● **Data extract**
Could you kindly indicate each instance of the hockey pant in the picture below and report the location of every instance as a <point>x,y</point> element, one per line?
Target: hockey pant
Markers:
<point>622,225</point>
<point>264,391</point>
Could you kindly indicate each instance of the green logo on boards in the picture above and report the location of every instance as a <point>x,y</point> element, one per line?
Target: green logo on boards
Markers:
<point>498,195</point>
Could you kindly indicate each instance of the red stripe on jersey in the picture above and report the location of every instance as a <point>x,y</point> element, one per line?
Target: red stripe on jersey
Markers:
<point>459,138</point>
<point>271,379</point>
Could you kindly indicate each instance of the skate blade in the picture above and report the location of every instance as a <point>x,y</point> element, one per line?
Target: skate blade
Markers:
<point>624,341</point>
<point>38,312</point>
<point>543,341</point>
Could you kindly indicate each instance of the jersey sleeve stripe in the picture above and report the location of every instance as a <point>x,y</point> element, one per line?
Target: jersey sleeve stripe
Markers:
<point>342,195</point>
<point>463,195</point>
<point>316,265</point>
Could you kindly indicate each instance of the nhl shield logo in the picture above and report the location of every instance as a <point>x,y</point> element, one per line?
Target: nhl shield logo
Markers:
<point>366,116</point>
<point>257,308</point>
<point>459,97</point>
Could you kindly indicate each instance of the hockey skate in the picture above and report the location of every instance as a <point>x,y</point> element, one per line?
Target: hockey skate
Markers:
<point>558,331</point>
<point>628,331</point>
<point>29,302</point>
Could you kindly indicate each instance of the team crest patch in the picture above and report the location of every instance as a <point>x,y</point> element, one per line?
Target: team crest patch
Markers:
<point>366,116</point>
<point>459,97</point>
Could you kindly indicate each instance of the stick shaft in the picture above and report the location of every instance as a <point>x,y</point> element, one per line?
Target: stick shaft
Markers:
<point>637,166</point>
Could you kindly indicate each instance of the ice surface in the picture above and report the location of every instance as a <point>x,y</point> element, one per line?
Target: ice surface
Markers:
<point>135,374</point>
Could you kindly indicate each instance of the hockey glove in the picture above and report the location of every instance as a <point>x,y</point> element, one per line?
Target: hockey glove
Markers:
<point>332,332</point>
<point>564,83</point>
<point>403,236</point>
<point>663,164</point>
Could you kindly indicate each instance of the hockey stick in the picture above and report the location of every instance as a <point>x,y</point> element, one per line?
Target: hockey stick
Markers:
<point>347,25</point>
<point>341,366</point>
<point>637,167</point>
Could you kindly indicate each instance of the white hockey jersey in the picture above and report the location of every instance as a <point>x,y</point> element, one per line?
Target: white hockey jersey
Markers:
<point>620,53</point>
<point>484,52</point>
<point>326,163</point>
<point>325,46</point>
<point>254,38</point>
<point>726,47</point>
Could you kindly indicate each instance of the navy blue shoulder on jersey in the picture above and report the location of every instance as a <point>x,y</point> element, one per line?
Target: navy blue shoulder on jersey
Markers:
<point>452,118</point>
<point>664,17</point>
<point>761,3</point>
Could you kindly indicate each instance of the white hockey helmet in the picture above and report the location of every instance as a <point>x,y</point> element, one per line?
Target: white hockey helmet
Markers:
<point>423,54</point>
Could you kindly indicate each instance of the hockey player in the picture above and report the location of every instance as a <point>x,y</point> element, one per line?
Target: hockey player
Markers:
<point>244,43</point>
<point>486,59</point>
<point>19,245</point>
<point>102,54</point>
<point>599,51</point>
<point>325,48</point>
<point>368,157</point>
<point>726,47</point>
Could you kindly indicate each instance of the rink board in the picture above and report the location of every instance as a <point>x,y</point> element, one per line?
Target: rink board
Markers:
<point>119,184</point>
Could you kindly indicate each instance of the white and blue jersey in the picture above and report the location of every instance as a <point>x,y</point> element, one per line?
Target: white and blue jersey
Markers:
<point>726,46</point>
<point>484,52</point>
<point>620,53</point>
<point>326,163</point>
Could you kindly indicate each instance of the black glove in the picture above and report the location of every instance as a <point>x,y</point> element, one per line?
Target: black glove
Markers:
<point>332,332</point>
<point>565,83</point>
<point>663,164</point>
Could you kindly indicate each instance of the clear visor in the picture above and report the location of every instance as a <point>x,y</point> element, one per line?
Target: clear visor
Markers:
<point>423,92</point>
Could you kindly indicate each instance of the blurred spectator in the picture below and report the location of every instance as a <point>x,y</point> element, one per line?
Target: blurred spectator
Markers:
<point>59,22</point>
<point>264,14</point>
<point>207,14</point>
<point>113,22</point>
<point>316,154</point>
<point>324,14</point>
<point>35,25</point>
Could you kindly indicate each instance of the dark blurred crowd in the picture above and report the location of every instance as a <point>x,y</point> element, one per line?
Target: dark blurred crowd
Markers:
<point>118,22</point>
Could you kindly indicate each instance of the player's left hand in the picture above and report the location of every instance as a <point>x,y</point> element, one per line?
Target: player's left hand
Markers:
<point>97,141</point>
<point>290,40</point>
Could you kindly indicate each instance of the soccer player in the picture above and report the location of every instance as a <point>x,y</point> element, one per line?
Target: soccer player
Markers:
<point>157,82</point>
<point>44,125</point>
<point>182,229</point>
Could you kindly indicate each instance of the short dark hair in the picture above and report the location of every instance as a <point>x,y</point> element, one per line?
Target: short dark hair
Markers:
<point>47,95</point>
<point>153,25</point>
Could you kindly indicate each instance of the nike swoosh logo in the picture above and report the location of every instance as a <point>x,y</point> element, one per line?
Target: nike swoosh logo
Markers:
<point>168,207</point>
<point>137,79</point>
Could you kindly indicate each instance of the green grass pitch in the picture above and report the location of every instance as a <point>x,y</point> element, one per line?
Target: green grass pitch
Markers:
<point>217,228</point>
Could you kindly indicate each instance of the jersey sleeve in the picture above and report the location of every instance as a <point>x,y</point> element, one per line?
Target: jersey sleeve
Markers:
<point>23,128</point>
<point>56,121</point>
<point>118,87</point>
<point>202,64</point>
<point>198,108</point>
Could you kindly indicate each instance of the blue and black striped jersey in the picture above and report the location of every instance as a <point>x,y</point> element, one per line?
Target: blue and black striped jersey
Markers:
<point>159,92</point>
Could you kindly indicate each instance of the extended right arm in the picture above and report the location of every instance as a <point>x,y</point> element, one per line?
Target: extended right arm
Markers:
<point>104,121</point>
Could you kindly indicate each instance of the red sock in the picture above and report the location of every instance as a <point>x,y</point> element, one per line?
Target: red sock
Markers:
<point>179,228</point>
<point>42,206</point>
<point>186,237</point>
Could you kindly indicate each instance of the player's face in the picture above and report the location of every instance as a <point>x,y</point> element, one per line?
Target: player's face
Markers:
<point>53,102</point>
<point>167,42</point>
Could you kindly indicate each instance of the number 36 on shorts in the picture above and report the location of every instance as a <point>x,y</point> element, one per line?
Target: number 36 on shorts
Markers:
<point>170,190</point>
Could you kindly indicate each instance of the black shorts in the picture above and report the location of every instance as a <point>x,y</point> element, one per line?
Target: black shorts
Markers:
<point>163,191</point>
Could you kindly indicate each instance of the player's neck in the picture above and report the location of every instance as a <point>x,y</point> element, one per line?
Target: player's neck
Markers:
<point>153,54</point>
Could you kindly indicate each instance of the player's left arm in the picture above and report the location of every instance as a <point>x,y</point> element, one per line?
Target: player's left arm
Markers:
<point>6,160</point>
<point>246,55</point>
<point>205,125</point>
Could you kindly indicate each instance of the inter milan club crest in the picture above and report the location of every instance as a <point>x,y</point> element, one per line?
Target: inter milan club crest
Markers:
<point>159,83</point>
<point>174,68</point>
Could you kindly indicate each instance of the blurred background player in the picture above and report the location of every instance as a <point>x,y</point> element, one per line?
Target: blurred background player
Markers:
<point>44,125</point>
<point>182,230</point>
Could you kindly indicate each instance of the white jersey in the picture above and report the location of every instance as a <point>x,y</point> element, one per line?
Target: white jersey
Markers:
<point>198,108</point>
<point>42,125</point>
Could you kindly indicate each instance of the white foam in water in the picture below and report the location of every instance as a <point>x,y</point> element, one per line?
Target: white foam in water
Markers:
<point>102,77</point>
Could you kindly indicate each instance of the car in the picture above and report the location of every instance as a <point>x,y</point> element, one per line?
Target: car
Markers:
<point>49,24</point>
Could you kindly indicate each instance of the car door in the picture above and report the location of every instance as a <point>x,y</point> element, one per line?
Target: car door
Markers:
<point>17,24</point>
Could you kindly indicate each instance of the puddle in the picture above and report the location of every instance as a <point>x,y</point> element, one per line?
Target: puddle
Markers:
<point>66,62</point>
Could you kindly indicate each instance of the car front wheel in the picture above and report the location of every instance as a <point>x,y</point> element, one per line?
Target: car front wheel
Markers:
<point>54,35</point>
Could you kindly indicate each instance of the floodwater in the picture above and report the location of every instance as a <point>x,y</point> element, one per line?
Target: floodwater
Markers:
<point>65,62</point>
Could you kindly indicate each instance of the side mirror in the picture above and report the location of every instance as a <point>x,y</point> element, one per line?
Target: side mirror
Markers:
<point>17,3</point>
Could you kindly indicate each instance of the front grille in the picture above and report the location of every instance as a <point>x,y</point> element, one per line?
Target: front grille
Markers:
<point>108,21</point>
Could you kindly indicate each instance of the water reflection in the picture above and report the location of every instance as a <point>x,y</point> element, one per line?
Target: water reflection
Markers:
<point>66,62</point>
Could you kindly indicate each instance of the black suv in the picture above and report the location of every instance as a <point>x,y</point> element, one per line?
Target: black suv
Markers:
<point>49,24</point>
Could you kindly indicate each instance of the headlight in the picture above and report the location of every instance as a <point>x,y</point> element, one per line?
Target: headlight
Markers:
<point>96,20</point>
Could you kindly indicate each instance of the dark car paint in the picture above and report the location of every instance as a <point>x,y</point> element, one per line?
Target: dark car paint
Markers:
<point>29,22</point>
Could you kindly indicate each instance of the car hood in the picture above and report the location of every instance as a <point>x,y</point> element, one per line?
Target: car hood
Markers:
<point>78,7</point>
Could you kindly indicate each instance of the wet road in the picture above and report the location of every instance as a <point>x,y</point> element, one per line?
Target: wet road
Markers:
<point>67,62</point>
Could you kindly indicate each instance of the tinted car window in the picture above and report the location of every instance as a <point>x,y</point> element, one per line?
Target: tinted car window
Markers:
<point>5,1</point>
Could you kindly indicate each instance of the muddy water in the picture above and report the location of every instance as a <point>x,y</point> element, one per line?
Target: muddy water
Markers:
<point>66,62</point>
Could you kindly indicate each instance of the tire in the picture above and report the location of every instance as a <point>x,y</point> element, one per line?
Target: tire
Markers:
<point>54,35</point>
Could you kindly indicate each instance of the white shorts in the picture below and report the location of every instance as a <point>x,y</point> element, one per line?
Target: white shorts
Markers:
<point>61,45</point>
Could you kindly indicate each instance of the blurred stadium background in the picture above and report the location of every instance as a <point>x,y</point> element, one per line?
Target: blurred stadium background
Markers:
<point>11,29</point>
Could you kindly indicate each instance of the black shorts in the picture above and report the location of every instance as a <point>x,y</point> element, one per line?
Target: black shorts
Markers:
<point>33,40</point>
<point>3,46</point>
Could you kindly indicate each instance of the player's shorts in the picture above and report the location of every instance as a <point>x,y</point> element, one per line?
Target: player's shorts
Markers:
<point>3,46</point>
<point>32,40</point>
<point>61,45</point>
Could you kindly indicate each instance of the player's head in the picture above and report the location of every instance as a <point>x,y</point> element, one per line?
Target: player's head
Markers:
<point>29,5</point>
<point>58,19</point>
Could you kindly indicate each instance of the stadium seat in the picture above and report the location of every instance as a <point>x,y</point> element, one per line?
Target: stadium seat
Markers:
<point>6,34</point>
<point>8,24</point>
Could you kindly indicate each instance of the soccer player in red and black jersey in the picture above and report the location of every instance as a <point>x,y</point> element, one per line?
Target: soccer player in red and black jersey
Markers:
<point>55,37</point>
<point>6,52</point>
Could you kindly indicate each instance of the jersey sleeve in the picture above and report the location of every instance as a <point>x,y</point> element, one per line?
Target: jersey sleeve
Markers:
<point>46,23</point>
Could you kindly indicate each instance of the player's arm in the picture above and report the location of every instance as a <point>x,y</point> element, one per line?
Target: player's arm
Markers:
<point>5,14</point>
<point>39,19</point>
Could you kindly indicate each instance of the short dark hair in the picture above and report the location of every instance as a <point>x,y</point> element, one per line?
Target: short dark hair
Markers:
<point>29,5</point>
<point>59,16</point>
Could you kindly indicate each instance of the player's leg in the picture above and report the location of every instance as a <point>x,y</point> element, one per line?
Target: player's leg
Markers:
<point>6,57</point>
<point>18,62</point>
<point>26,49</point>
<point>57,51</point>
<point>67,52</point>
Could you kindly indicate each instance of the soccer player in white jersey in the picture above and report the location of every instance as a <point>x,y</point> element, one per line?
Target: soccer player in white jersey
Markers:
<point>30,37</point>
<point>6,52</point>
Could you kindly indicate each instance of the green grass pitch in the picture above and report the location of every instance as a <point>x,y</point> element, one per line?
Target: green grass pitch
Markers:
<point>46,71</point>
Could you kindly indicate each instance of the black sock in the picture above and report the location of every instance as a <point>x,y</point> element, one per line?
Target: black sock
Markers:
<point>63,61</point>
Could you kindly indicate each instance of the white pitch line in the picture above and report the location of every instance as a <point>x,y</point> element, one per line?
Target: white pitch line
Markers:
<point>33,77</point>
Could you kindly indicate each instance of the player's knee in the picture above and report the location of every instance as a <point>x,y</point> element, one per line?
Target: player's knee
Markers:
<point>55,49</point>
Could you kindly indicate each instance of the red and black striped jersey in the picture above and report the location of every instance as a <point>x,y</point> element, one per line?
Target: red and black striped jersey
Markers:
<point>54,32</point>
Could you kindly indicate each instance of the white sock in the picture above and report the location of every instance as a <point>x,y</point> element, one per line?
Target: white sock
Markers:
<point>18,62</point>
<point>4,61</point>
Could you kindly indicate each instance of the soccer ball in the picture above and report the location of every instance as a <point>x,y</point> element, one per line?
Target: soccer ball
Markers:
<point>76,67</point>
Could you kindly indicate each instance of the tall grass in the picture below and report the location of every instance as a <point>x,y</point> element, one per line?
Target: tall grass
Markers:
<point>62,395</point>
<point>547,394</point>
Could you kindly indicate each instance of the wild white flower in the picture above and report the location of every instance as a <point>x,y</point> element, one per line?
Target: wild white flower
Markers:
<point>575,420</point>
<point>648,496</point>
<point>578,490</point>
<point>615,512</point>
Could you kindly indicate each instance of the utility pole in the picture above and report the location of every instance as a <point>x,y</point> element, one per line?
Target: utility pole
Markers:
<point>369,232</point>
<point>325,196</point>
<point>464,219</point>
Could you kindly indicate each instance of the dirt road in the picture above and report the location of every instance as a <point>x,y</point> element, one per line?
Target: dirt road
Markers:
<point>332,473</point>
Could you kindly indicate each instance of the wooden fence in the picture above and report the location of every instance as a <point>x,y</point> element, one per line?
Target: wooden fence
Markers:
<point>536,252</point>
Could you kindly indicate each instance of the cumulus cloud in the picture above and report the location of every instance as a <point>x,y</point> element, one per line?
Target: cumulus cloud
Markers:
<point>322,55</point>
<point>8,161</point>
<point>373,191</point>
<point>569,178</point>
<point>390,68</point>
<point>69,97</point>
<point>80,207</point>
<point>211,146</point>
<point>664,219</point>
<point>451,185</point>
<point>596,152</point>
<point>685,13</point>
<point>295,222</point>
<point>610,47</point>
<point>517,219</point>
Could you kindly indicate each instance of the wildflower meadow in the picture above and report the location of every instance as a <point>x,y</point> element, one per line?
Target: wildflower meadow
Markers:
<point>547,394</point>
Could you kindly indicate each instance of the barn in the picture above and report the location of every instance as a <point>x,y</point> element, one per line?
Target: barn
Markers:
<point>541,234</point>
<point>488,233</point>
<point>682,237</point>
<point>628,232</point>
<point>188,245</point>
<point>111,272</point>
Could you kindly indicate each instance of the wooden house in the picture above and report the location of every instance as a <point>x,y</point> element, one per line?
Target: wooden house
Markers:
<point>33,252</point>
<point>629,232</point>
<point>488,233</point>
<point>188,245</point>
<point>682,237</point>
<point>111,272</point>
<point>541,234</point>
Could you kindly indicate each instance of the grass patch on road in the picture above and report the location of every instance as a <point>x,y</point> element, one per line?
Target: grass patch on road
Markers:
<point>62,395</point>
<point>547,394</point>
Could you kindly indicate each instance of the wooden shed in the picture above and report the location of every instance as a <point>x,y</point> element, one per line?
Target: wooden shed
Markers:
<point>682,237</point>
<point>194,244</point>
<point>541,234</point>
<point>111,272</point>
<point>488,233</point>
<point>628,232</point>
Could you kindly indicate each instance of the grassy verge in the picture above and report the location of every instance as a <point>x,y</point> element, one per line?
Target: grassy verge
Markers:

● **What you have to do**
Please set down again, word for word, only the lines from the start of the entries through the line with "Target: jersey sleeve stripe", both ends included.

● **Task result**
Could you kindly indicate each instance of the hockey pant in the picture below and report the location of every instance as a <point>x,y</point> element, one per line?
Target: hockey pant
Markers:
<point>622,225</point>
<point>264,391</point>
Could you kindly indicate each instance of the green logo on boards in the picture above and report the location of every instance as a <point>x,y</point> element, one per line?
Target: green logo on boards
Markers:
<point>498,195</point>
Could you kindly indicate each instance of the red stripe on jersey in the picture above and report the location of every instance as a <point>x,y</point> element, one per line?
Target: red stripe on jersey
Markers:
<point>459,138</point>
<point>271,379</point>
Could you kindly indicate each instance of the skate blade in the picture above and report the location of every instance as a <point>x,y</point> element, one per line?
Target: skate blade
Markers:
<point>624,341</point>
<point>38,312</point>
<point>543,341</point>
Could you kindly indicate each instance of the jersey sleeve stripe in the picture above and report the location of every instance as a <point>x,y</point> element, one per line?
Target: jersey sleeve stripe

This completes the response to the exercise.